• **EXTRAIT DU TEXTE**
---------------
Les attentes influencent nos expériences. Elles peuvent être générées par différentes sources, sur nos expériences vécues ou nos apprentissages, mais aussi sur ce que d’autres personnes nous disent. Des commentaires positifs sur un restaurant ou une exposition modifieront certainement vos attentes concernant ledit restaurant ou exposition. Ceci est également vrai pour les sensations telles que la douleur – pensez par exemple à des examens médicaux ou à des événements généralement assez douloureux comme un accouchement. Si d’autres déclarent qu’un traitement est très ou peu douloureux, les attentes de chacun au sujet de la procédure, et de l’expérience de la douleur elle-même, pourraient s’en retrouver modifier. Cependant, les mécanismes et les systèmes cérébraux impliqués restent flous.

 

Léonie Koban et ses collaborateurs ont utilisé deux stimuli différents pour explorer les effets des attentes sur la douleur : un stimulus d’apprentissage et un stimulus social. Pour le stimulus d’apprentissage, ils ont utilisé un paradigme de conditionnement comprenant un dessin d’animal et un dessin de véhicule, chacun prédictif d’un stimulus de douleur élevé ou faible. Le stimulus social consistait à montrer aux participants les échelles de douleur d’autres personnes, qui pouvaient être soit faibles soit élevées en moyenne, sans pour autant prédire l’intensité réelle du stimulus de douleur à venir. Ils ont ensuite appliqué une chaleur douloureuse d’intensité différente, tout en enregistrant l’activité cérébrale grâce à l’IRM fonctionnelle.
---------------
• **INFORMATIONS FOURNIES**
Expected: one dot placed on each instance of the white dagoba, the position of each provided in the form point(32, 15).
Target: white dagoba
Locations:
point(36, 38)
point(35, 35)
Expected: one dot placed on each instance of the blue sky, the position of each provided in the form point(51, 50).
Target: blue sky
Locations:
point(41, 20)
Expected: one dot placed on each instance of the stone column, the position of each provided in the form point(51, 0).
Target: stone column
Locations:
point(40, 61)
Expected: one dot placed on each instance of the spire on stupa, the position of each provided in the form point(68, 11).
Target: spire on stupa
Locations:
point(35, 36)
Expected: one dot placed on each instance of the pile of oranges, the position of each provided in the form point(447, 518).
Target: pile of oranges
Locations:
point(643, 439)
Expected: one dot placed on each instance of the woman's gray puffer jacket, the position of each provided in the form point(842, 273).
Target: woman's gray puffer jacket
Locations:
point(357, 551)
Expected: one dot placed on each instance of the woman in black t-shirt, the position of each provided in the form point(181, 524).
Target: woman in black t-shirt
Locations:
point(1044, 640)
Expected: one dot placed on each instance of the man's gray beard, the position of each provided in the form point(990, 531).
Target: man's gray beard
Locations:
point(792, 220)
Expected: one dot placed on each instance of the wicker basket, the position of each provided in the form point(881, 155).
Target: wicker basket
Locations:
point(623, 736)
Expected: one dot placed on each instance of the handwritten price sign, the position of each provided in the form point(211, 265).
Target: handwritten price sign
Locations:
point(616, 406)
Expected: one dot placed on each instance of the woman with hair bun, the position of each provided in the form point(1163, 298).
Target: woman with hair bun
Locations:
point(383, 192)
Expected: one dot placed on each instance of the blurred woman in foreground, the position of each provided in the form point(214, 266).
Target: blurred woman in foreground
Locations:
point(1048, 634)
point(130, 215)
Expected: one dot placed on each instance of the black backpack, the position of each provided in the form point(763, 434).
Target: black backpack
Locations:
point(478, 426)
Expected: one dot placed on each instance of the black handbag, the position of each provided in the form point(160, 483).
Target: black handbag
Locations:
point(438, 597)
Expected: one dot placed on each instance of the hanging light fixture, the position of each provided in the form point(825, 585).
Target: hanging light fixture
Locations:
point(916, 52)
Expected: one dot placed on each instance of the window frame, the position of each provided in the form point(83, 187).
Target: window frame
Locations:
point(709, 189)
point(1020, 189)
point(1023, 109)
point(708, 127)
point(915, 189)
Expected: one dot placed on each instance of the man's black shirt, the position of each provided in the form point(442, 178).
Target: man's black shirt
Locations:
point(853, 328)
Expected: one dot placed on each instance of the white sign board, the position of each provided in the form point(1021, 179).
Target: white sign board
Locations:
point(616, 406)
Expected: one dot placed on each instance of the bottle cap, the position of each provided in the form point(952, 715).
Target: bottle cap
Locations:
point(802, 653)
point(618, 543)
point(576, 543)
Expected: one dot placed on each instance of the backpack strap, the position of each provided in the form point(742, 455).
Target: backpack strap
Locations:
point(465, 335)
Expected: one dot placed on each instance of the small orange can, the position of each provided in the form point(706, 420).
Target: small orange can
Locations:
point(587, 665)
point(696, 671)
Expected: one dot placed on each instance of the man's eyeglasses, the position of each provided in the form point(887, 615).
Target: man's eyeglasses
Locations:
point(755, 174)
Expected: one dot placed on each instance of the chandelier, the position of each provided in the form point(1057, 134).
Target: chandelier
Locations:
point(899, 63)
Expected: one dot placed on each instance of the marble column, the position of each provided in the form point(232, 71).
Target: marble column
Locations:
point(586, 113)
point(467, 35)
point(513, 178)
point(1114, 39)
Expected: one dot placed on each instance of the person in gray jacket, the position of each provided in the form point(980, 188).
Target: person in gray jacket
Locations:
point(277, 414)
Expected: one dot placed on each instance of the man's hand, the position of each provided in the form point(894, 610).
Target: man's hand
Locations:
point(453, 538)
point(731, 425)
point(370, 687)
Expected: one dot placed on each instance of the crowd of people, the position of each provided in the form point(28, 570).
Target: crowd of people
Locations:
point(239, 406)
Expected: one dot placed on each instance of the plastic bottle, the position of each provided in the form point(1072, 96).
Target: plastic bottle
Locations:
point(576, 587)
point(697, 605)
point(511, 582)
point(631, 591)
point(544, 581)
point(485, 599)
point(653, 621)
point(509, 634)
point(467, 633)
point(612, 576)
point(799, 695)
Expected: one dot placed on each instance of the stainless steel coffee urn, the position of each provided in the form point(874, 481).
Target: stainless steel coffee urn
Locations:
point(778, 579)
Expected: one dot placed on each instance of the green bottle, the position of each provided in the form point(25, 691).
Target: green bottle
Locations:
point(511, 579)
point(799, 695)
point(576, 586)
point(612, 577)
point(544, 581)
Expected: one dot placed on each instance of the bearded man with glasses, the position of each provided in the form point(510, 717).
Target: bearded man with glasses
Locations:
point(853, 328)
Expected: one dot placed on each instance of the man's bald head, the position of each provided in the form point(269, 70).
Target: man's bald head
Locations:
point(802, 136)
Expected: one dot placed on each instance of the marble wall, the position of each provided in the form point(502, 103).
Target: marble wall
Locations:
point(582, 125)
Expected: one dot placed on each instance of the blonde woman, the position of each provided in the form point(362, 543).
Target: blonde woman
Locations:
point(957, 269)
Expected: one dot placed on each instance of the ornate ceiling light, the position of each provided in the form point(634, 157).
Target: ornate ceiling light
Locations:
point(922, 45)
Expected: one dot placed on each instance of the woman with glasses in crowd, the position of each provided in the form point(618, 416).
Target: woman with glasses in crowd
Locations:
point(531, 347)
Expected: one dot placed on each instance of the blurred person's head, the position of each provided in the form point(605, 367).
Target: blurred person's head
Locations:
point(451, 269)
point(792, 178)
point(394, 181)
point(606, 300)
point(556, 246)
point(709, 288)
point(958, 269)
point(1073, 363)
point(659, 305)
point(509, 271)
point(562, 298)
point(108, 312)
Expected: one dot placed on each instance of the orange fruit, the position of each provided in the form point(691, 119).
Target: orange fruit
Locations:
---------------
• **QUESTIONS À TRAITER**
A) D'après l'extrait, quelle technique a permis d'enregistrer l'activité cérébrale des participants ?
B) Recopiez le passage de l'extrait qui commence par "Léonie Koban et" et se poursuit jusqu'à "à l’IRM fonctionnelle.".
C) Présentez sous forme de liste le paragraphe de l'extrait qui débute par « Léonie Koban et ses collaborateurs », en conservant ses faits principaux.

• **CORRIGÉ DES ACTIVITÉS**
A) L'IRM fonctionnelle.

B)
Léonie Koban et ses collaborateurs ont utilisé deux stimuli différents pour explorer les effets des attentes sur la douleur : un stimulus d’apprentissage et un stimulus social. Pour le stimulus d’apprentissage, ils ont utilisé un paradigme de conditionnement comprenant un dessin d’animal et un dessin de véhicule, chacun prédictif d’un stimulus de douleur élevé ou faible. Le stimulus social consistait à montrer aux participants les échelles de douleur d’autres personnes, qui pouvaient être soit faibles soit élevées en moyenne, sans pour autant prédire l’intensité réelle du stimulus de douleur à venir. Ils ont ensuite appliqué une chaleur douloureuse d’intensité différente, tout en enregistrant l’activité cérébrale grâce à l’IRM fonctionnelle.

C)
- Léonie Koban et ses collaborateurs ont étudié l'effet des attentes sur la douleur à l'aide de deux stimuli : un stimulus d'apprentissage et un stimulus social.
- Stimulus d'apprentissage : un conditionnement avec un dessin d'animal et un dessin de véhicule, chacun annonçant une douleur élevée ou faible.
- Stimulus social : les échelles de douleur d'autres personnes, faibles ou élevées en moyenne, sans valeur de prédiction sur l'intensité réelle de la douleur à venir.
- Les participants ont ensuite reçu une chaleur douloureuse d'intensité variable.
- Pendant ce temps, leur activité cérébrale était enregistrée par IRM fonctionnelle.